Avec le départ forcé du président Thabo Mbeki, un tiers du gouvernement sud-africain a démissionné hier, suscitant un affolement et faisant plonger la Bourse de Johannesburg et la devise nationale, le rand.

«Il n'y a pas de crise et il n'y a aucune raison de paniquer», a lancé Jacob Zuma, qui a ravi la tête du Congrès national africain (ANC) à Mbeki en décembre, lors d'un congrès aux allures de révolution interne.

 

«Les événements en cours seront résolus bientôt et ne doivent pas perturber les services publics», a-t-il dit, ajoutant: «Le nouveau président va former un gouvernement parfaitement à même de servir la nation.»

L'affolement boursier a suivi l'annonce que Trevor Manuel, ministre des Finances bien vu des investisseurs, était parmi les démissionnaires. Manuel a vite assuré qu'il était «disponible» pour servir le futur gouvernement.

__Liste des consignes__:
- a) Mettez à jour le texte proposé de « Avec le départ » à « de révolution interne. » en remplaçant « affolement » par « vent de panique ».
- b) D'après le texte proposé, quel poste occupe Trevor Manuel ?

Données d'étiquetage par coordonnées:
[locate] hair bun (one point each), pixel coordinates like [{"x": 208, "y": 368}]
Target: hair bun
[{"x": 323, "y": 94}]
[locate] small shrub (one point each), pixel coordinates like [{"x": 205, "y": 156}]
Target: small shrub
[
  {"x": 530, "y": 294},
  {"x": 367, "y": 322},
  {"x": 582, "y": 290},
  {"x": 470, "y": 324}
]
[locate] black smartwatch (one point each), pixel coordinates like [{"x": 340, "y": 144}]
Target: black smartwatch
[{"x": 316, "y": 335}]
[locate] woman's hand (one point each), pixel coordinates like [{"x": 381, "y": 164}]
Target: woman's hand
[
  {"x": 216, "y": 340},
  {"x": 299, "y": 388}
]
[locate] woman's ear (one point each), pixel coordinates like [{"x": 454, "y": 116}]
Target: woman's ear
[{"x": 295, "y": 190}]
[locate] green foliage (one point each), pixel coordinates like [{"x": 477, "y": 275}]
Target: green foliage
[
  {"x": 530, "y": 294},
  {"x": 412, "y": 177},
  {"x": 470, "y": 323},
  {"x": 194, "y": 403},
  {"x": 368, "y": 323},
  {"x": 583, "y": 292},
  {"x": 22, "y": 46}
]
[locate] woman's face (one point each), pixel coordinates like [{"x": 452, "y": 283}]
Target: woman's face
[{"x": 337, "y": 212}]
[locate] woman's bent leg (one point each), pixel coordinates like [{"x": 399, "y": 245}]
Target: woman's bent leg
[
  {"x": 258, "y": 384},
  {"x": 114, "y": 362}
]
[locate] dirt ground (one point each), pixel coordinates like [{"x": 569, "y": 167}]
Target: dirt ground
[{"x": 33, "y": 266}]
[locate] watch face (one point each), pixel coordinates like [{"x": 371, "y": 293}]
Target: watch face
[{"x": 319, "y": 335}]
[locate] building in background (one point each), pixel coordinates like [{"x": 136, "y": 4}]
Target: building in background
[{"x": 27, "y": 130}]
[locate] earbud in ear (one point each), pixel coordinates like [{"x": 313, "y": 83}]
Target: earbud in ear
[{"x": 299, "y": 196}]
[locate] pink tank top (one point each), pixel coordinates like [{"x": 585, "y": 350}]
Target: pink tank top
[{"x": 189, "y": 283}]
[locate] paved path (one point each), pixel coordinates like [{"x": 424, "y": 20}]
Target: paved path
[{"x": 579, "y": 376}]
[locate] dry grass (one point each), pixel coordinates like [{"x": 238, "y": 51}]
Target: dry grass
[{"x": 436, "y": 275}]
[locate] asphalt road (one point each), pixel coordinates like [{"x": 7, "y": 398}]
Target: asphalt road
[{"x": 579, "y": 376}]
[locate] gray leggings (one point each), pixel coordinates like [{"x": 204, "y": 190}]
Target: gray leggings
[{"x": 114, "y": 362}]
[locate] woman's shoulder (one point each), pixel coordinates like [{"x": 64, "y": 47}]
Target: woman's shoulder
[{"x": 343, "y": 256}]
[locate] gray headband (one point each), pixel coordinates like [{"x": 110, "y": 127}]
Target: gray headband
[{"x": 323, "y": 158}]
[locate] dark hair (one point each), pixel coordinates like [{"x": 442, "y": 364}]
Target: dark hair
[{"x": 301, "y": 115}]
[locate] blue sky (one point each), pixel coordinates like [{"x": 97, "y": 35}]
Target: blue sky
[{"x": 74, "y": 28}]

--

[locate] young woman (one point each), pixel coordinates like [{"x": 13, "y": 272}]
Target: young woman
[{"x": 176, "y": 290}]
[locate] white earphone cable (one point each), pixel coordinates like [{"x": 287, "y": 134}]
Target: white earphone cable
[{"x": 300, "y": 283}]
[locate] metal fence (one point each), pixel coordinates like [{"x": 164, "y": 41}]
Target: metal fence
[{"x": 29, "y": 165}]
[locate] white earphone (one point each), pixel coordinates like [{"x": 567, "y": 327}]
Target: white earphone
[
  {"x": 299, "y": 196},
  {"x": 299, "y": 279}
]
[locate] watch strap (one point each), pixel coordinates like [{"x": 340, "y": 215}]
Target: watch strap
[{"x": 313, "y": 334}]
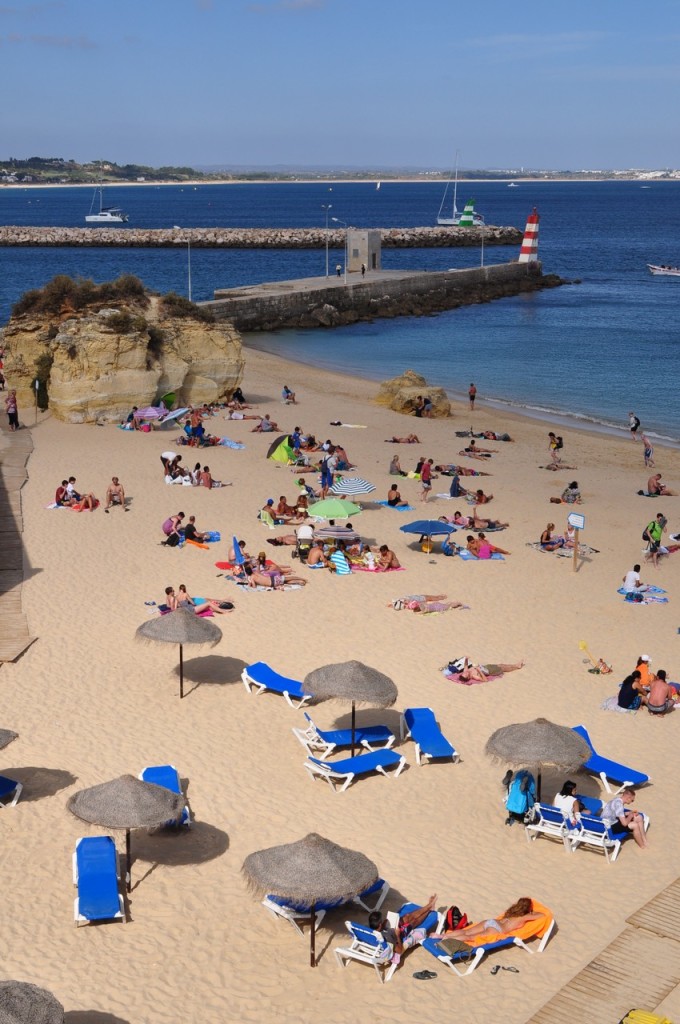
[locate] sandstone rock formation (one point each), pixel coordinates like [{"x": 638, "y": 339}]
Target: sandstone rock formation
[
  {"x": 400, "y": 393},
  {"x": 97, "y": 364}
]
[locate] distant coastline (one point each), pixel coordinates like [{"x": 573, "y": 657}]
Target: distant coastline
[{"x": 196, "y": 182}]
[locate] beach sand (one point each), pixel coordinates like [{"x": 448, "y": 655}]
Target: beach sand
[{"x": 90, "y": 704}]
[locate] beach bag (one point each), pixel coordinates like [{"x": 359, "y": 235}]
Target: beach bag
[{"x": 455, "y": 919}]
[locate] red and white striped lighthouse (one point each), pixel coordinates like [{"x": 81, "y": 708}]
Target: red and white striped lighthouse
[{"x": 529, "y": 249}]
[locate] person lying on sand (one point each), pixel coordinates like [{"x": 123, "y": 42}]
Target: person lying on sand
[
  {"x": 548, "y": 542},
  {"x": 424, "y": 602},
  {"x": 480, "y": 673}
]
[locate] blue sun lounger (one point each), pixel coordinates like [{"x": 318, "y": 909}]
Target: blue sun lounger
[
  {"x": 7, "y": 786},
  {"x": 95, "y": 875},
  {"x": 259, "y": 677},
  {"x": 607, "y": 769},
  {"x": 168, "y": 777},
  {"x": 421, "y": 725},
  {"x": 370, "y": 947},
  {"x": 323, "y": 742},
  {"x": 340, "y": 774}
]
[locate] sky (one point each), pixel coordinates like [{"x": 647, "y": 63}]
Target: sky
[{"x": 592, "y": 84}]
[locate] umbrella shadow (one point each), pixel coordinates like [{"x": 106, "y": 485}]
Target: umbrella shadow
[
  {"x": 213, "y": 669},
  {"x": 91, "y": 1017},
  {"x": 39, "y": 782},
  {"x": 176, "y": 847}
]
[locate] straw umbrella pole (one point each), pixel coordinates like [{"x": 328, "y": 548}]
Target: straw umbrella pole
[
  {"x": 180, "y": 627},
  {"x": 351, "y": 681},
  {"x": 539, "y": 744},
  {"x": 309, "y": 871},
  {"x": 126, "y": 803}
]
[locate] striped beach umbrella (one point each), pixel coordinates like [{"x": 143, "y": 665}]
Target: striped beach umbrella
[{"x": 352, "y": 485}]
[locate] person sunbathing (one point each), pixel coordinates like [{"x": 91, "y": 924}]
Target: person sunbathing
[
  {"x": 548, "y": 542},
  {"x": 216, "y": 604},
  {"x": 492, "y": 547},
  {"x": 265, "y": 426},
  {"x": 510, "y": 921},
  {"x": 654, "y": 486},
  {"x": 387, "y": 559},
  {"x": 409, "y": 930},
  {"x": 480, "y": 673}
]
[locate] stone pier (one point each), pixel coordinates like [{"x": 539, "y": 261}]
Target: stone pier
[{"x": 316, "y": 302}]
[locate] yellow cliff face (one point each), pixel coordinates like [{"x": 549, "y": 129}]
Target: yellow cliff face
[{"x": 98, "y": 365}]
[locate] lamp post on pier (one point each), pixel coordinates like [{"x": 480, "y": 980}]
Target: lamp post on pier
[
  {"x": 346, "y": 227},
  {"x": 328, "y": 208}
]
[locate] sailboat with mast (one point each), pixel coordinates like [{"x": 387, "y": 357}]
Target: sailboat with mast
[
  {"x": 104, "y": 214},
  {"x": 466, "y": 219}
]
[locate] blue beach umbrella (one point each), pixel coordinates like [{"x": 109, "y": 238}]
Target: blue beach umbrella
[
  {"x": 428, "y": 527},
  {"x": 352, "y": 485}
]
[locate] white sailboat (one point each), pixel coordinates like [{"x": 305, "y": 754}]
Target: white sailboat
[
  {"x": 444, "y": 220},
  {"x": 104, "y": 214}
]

__Corrigé des exercices__:
- a)
Avec le départ forcé du président Thabo Mbeki, un tiers du gouvernement sud-africain a démissionné hier, suscitant un vent de panique et faisant plonger la Bourse de Johannesburg et la devise nationale, le rand.

«Il n'y a pas de crise et il n'y a aucune raison de paniquer», a lancé Jacob Zuma, qui a ravi la tête du Congrès national africain (ANC) à Mbeki en décembre, lors d'un congrès aux allures de révolution interne.

- b) Il est ministre des Finances.